- Task
The whole of the data is to be duplicated precisely.

= Beginning of Section =

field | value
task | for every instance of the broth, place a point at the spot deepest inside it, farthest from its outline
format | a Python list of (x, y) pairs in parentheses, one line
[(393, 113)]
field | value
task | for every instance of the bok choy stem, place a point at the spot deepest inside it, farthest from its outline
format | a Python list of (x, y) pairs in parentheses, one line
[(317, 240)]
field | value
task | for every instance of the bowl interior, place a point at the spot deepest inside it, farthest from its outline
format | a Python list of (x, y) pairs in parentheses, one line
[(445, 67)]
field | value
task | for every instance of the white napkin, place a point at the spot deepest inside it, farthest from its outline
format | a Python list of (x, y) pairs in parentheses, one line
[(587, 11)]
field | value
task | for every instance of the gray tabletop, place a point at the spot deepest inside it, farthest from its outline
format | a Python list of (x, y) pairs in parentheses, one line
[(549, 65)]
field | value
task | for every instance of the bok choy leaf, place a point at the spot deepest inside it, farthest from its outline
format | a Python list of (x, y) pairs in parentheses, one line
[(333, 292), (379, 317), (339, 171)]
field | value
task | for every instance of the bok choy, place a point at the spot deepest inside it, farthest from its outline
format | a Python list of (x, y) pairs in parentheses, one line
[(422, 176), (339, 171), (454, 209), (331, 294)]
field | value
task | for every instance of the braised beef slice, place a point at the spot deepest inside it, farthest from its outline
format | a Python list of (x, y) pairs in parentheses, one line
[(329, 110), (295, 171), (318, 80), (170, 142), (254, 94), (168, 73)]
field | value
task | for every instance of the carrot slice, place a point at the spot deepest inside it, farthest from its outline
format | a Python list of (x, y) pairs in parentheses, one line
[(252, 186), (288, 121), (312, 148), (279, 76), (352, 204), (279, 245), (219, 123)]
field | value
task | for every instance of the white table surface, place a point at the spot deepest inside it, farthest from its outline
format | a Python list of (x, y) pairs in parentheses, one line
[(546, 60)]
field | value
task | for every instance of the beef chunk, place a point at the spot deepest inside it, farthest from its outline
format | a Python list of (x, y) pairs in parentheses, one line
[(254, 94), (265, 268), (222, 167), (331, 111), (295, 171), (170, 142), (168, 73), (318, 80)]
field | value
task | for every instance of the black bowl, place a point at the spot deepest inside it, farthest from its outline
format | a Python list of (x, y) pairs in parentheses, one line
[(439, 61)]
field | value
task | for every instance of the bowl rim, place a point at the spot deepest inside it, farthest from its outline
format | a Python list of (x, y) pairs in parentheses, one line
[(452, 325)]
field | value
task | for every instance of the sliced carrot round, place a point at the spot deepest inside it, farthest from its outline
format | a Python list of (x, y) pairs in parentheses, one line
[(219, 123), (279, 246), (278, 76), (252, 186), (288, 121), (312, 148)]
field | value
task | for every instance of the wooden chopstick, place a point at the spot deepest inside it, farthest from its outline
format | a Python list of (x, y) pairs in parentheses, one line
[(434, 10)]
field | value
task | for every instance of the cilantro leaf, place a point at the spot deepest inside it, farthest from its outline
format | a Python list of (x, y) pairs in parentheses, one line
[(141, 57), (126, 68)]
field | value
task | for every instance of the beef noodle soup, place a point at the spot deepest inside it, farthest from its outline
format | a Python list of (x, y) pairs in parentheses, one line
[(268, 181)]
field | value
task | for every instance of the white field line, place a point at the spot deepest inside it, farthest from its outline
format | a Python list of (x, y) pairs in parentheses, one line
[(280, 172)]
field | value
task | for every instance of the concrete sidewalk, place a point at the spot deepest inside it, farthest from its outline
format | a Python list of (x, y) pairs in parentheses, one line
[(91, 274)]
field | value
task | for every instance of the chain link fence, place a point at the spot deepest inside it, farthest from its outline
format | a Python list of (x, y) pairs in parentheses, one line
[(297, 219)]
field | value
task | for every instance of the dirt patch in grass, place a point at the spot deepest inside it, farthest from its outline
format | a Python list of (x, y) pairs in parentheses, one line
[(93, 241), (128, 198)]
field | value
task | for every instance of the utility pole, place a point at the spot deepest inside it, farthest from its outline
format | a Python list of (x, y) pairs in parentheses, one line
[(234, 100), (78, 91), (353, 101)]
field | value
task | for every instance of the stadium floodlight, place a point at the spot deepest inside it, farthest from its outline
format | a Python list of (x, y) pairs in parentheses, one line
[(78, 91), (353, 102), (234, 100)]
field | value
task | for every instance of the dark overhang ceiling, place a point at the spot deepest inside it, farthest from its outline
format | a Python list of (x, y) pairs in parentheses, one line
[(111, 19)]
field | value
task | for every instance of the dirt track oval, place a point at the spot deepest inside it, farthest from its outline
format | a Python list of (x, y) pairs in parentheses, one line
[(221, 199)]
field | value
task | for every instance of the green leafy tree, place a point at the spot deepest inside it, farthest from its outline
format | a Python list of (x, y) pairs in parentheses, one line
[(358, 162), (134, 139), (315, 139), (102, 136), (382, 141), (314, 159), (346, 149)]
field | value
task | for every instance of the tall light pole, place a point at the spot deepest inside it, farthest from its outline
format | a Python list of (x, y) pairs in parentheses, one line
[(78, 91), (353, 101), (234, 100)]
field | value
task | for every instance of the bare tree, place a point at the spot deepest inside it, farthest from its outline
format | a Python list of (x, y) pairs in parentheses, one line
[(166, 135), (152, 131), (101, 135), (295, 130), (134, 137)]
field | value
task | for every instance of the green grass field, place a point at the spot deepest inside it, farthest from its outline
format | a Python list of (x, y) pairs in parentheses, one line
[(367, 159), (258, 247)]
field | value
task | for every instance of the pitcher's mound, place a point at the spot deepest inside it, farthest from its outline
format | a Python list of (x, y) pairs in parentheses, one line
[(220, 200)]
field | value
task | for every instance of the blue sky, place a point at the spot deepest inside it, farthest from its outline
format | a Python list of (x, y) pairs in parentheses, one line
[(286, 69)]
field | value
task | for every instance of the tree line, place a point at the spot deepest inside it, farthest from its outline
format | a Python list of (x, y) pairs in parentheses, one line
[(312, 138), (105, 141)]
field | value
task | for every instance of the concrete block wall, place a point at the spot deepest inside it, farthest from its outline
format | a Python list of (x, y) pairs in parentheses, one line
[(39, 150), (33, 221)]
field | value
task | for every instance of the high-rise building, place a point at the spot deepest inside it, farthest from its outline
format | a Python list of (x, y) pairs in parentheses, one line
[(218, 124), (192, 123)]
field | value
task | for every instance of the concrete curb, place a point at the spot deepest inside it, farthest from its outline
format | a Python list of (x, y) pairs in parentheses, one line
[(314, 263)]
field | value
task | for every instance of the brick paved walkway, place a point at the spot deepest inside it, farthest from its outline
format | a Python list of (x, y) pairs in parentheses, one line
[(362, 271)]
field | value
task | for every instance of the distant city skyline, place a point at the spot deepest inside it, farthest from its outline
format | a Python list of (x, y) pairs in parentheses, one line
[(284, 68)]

= End of Section =

- Response to the exercise
field | value
task | for every instance of the broth, place a point at the spot deepest inside it, farthest from its outline
format | a Python list of (x, y) pairs in parentheses, one line
[(393, 113)]
field | value
task | for every instance of the bok choy stem, place a point at the spot deepest inside it, farthest from its outline
format | a Python list of (x, y) pairs in parentheses, one line
[(317, 240)]
field | value
task | for every instance of the bowl interior, place a point at the spot deepest inside it, farthest from its outline
format | a Python list of (x, y) pairs in parentheses, one line
[(445, 67)]
field | value
task | for every instance of the white napkin, place a point at the spot deepest inside it, farthest from its outline
format | a Python list of (x, y) pairs in parentheses, one line
[(587, 11)]
field | value
task | for every instance of the gray tabletop, place a point at the spot deepest inside it, farthest from its outline
format | a Python list of (x, y) pairs in parentheses, one line
[(549, 65)]
field | value
task | for every instance of the bok choy leaf, place a point at the spot deepest inside it, farthest from its outline
format | a Python list of (x, y) pairs in parentheses, one line
[(333, 292), (379, 317), (339, 171)]
field | value
task | for every instance of the bok choy, place a point at the spot deepest inside it, farthest from its outline
format | a Python list of (x, y) pairs in parentheses, one line
[(422, 176), (339, 171), (454, 209), (331, 294)]
field | value
task | for every instance of the braised beef slice, place a point at the spot deepest inside it, farthest from its outline
format | a Python list of (x, y) pairs in parentheses, one line
[(329, 110), (295, 171), (318, 80), (170, 142), (254, 94), (168, 73)]
field | value
task | for every instance of the carrot slice, place a point at the spot deepest inside it, farthest from its outline
format | a Python list of (x, y) pairs in parentheses, one line
[(252, 186), (288, 121), (312, 148), (279, 76), (352, 204), (279, 245), (219, 123)]
field | value
task | for every instance of the white table surface, place a point at the spot deepest inside it, farthest from its outline
format | a Python list of (x, y) pairs in parentheses, one line
[(546, 60)]
field | value
task | for every instance of the beef chunk, place a point at the spot deepest inside it, farthest from its outline
format | a Python list of (x, y) pairs in parentheses, one line
[(254, 94), (265, 268), (222, 167), (331, 111), (295, 171), (170, 142), (168, 73), (318, 80)]
field | value
task | for every instance of the black bowl, place a point at the spot deepest inside it, farthest from its outline
format | a Python list of (x, y) pairs in parentheses, one line
[(439, 61)]
field | value
task | for every instance of the bowl rim, place a point at the spot deepest inside it, farthest from its outline
format | a Python list of (x, y) pairs in parentheses, one line
[(452, 325)]
field | value
task | for every instance of the sliced carrot round, place a point at the spot deepest inside it, farthest from its outline
format | a Python list of (x, y) pairs in parentheses, one line
[(219, 123), (279, 246), (278, 76), (252, 186), (288, 121), (312, 148)]
field | value
task | for every instance of the wooden chopstick, place a point at the spot deepest inside it, farthest from its outline
format | a Python list of (x, y) pairs in parentheses, one line
[(434, 10)]
field | value
task | for every instance of the cilantro leaf, place a point at the spot deepest inside it, farthest from its outline
format | a Python list of (x, y) pairs in parentheses, one line
[(141, 57), (126, 68)]
field | value
task | for every instance of the beef noodle soup, place a point at the spot deepest inside it, farthest from its outline
format | a Python list of (x, y) pairs in parentheses, one line
[(268, 181)]
field | value
task | for every instance of the white field line, place a point at the spot deepest inside it, farthest from its outline
format | a Python list of (x, y) pairs in parentheses, one line
[(280, 172)]
field | value
task | for every instance of the concrete sidewalk, place a point at the spot deepest inside it, farthest from its outline
format | a Python list of (x, y) pairs in parentheses, one line
[(91, 274)]
field | value
task | for every instance of the chain link fence, place a point at the spot deepest inside it, farthest from its outline
format | a Python list of (x, y) pairs in parentheses, one line
[(297, 219)]
field | value
task | for every instance of the dirt patch in grass, place a point at the spot deepest inside it, farthest from its outline
format | a Python list of (x, y) pairs in parentheses, one line
[(93, 241), (128, 198)]
field | value
task | for every instance of the utility pole, place a point at the spot deepest inside it, farthest from its outline
format | a Python list of (x, y) pairs in parentheses, one line
[(234, 100), (78, 91), (353, 101)]
field | value
task | for every instance of the stadium floodlight, place a point at the spot deepest inside it, farthest from its outline
format | a Python list of (x, y) pairs in parentheses, one line
[(78, 91), (353, 102), (234, 100)]
field | value
task | for every instance of the dark overhang ceiling, place a point at the spot deepest inside it, farthest from its outline
format | a Python list of (x, y) pairs in parentheses, one line
[(111, 19)]
field | value
task | for every instance of the dirt track oval, place a point at the spot deepest inside it, farthest from its outline
format | a Python list of (x, y) pairs in parentheses, one line
[(221, 199)]
field | value
task | for every instance of the green leafy tree, place a point at the spot deepest inside it, farthest from its outline
format | a Python list of (x, y) pairs in parentheses, one line
[(358, 162), (134, 139), (315, 139), (102, 136), (382, 141), (314, 159), (346, 149)]
field | value
task | for every instance of the tall light pole, place a point at the spot deepest inside it, farthest from its outline
format | a Python list of (x, y) pairs in parentheses, one line
[(78, 91), (353, 101), (234, 100)]
field | value
task | for every instance of the bare tree, place a point at the spot deepest inside it, farthest from its outline
format | a Python list of (x, y) pairs in parentheses, one line
[(166, 135), (152, 131), (101, 135), (295, 130), (134, 137)]
field | value
task | for every instance of the green grass field, place a point at the spot deepest inside it, farthest from its outline
format | a Python list of (x, y) pairs in parentheses, one line
[(367, 159), (258, 247)]
field | value
task | for every instance of the pitcher's mound, place a point at the spot deepest inside it, farthest from its outline
format | a Python list of (x, y) pairs in parentheses, one line
[(220, 200)]
field | value
task | for every instance of the blue sky, place a point at the spot deepest inside it, farthest from its outline
format | a Python list of (x, y) pairs in parentheses, one line
[(286, 69)]
field | value
task | for every instance of the tree line, place a point at the spot deepest inside it, farthest from its outline
format | a Python list of (x, y) pairs in parentheses, one line
[(312, 138), (105, 141)]
field | value
task | for every instance of the concrete block wall, place a point at the spot deepest inside it, farthest from its outline
format | a Python list of (x, y) pairs in parentheses, one line
[(39, 150), (33, 221)]
field | value
task | for every instance of the high-rise building, place a point at the spot deepest inside it, farthest from its outline
format | a Python list of (x, y) pairs in parentheses, one line
[(218, 124), (192, 123)]
field | value
task | for every instance of the concrete curb, place a point at the spot deepest inside it, farthest from its outline
format | a Python list of (x, y) pairs in parentheses, one line
[(314, 263)]
field | value
task | for every instance of the brick paved walkway, place a point at the spot deepest inside it, farthest from its outline
format | a Python list of (x, y) pairs in parentheses, one line
[(362, 271)]
field | value
task | for every instance of the distant city skyline, place a point at the spot deepest inside it, farthest from its outline
format | a Python list of (x, y) pairs in parentheses, one line
[(284, 68)]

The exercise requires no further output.